Task requirements:
Pictures excluded, please retype exactly the lines from the start of the data through the line that contains "Might I ask you to indicate the window in", both ends kept, and nothing beyond them.

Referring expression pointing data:

= Beginning of Section =

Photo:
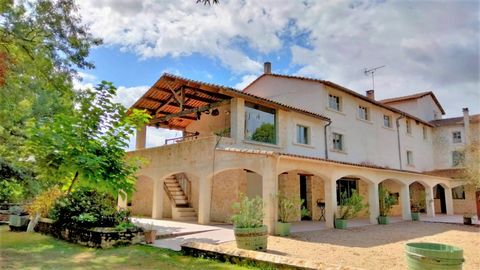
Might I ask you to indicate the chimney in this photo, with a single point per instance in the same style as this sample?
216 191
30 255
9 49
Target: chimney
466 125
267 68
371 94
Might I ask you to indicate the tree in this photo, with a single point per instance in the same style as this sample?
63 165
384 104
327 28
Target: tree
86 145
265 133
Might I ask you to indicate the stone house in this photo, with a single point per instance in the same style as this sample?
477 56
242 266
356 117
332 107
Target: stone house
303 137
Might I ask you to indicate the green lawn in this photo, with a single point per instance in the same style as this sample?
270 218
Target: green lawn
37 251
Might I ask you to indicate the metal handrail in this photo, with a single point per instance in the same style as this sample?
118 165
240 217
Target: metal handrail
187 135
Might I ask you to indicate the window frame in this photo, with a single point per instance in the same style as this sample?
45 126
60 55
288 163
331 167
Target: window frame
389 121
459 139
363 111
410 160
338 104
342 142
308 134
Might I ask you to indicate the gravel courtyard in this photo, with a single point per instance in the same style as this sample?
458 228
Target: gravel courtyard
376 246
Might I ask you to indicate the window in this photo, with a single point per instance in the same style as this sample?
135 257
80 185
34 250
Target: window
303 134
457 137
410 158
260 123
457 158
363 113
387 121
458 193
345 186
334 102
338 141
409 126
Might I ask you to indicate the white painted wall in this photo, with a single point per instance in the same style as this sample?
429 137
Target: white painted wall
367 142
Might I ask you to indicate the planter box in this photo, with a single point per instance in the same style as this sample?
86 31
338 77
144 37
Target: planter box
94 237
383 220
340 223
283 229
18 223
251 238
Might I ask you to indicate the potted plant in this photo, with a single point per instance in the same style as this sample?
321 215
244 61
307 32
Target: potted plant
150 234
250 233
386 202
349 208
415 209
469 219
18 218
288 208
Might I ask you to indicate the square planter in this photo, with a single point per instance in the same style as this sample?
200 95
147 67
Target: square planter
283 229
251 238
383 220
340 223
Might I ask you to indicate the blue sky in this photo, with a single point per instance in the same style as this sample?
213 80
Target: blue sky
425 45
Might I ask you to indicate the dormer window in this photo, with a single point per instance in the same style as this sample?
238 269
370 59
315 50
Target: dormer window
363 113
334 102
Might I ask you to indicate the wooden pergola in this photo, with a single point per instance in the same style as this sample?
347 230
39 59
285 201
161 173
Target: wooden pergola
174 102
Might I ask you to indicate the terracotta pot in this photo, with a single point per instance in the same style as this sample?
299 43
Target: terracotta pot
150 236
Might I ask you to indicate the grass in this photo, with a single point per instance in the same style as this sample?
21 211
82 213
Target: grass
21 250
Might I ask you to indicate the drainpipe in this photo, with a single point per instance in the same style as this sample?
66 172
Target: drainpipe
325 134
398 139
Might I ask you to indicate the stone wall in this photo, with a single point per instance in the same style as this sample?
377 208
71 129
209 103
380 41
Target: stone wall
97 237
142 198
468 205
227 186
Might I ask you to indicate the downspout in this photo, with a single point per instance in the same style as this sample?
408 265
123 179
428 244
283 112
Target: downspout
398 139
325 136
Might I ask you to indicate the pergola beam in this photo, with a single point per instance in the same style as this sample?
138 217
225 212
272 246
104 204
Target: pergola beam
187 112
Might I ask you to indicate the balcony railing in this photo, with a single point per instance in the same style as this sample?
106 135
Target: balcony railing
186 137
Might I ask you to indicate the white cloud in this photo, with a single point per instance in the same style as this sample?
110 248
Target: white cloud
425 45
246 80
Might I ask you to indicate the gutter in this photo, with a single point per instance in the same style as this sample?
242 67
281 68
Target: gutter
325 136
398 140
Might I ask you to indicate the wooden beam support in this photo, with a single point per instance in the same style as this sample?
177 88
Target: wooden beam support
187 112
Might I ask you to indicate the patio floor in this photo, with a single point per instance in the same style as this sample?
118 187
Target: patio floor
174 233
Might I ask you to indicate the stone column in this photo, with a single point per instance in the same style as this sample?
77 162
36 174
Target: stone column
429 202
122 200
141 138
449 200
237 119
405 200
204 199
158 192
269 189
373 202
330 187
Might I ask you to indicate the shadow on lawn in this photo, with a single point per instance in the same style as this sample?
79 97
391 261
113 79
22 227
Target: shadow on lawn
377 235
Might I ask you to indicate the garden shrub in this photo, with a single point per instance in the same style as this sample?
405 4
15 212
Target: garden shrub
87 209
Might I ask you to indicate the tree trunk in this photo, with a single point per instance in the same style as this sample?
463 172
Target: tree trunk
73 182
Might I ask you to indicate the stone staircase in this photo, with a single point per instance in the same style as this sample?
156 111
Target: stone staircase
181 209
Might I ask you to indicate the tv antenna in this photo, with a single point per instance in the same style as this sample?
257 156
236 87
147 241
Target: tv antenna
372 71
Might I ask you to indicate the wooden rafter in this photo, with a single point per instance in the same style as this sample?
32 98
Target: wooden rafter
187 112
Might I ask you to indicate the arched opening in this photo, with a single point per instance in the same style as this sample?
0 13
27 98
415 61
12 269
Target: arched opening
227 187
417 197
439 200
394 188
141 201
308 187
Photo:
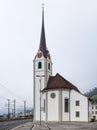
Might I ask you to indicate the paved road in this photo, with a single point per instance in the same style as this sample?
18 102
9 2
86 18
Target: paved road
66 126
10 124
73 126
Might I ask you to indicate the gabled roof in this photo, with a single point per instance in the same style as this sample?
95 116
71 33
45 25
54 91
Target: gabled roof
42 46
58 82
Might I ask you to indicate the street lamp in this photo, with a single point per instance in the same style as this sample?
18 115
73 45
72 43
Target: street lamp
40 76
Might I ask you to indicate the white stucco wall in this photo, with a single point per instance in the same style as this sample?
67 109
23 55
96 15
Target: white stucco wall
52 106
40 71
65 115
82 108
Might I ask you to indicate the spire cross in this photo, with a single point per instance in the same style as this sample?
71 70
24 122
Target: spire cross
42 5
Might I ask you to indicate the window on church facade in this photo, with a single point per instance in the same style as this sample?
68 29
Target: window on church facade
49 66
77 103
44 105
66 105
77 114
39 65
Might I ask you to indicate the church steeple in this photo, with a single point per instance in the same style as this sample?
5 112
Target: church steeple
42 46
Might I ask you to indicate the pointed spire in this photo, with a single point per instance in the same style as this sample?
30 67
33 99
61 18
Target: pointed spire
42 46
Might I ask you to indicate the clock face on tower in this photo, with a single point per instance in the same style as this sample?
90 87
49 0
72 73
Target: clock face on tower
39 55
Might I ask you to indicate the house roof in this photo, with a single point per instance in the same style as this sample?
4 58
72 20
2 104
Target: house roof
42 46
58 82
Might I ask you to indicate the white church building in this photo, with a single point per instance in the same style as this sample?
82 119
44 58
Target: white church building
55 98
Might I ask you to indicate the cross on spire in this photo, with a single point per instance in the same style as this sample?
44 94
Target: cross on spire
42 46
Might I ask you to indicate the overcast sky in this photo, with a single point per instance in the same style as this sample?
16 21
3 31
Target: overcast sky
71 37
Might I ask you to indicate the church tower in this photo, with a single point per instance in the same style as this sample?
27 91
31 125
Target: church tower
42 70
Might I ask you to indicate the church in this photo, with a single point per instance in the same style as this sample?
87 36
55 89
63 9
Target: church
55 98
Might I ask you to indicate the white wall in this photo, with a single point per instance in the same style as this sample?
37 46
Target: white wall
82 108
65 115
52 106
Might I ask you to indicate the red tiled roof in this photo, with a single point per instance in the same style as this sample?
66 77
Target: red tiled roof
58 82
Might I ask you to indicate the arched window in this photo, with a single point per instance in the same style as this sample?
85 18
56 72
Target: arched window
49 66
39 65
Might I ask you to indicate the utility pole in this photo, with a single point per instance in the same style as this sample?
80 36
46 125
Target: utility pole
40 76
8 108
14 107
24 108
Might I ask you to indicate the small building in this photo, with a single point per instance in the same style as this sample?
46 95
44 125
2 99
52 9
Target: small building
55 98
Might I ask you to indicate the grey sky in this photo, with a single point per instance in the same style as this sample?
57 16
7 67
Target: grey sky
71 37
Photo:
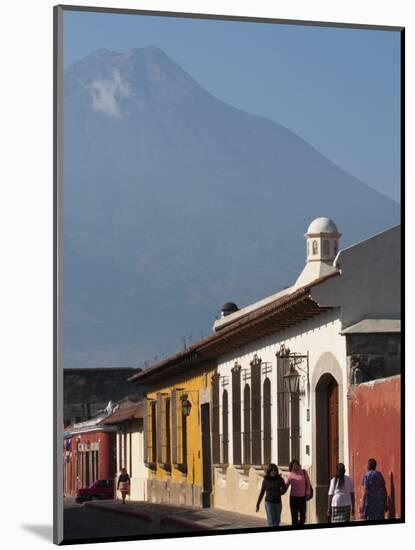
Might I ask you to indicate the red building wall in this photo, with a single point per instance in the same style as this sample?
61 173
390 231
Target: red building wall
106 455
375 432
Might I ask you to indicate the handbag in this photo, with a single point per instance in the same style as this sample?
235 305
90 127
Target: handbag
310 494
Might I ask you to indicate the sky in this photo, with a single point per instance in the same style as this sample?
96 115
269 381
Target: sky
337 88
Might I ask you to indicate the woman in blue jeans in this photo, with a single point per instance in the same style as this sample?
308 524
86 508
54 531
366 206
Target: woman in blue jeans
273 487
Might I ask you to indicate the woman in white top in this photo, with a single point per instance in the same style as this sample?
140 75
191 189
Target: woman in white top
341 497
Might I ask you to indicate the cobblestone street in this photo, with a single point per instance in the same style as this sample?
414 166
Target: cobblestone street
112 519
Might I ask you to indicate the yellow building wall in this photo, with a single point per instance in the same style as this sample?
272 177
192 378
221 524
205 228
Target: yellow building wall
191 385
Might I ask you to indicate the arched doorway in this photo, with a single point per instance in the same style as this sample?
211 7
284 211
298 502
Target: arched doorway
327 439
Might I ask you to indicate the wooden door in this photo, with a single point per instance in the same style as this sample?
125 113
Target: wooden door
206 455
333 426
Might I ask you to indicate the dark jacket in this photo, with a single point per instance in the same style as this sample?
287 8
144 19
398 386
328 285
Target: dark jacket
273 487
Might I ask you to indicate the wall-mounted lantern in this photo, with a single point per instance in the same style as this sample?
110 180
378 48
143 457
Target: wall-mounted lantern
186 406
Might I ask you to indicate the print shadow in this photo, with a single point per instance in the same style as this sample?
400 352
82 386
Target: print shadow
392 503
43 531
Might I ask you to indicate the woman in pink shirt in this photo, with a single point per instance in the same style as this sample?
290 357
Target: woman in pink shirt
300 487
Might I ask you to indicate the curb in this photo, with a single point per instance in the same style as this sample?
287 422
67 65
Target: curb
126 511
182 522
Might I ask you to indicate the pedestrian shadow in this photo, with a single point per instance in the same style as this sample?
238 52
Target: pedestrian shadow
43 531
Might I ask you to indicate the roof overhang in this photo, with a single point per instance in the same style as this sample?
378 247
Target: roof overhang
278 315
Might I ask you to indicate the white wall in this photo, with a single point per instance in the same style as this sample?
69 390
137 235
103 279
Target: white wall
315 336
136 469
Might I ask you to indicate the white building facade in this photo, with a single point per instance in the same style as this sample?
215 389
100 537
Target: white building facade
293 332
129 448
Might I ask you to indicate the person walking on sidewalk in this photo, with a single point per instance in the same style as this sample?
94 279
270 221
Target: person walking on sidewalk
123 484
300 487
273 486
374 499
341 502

= End of Section =

The answer:
Photo:
Might I ask you to indicate the chimney in this photo, with a single point per instance in the same style as this sample?
216 191
30 255
9 49
Target: chimney
466 125
267 68
371 94
Might I ask you to indicate the tree in this photo, with a single point per instance in the same style as this sample?
63 165
384 104
327 28
Target: tree
86 145
265 133
Might I ask you to indicate the stone house in this photo, with a single point per instance in the same style as this sample?
477 56
242 266
356 117
332 107
Target: stone house
303 137
Might I ask you to indicate the green lawn in this photo, with a single point per instance in the same style as this sample?
270 218
Target: green lawn
37 251
Might I ask you to indicate the metal handrail in this photo, with a single point per instance in the same style as this sample?
118 165
240 217
Target: metal handrail
187 135
Might I ask you to indicate the window frame in this photo, with a single point per instance in the same style as this sample?
45 126
60 55
288 163
331 167
Target: window frame
389 121
459 139
363 111
410 160
338 104
342 142
308 134
Might I ask you to indicate the gravel courtyard in this photo, with a single point per instance in the same style as this sample?
458 228
Target: gravel courtyard
376 246
Might I ask you to indicate the window in this photo, with a single point per instance in the same style as this sample?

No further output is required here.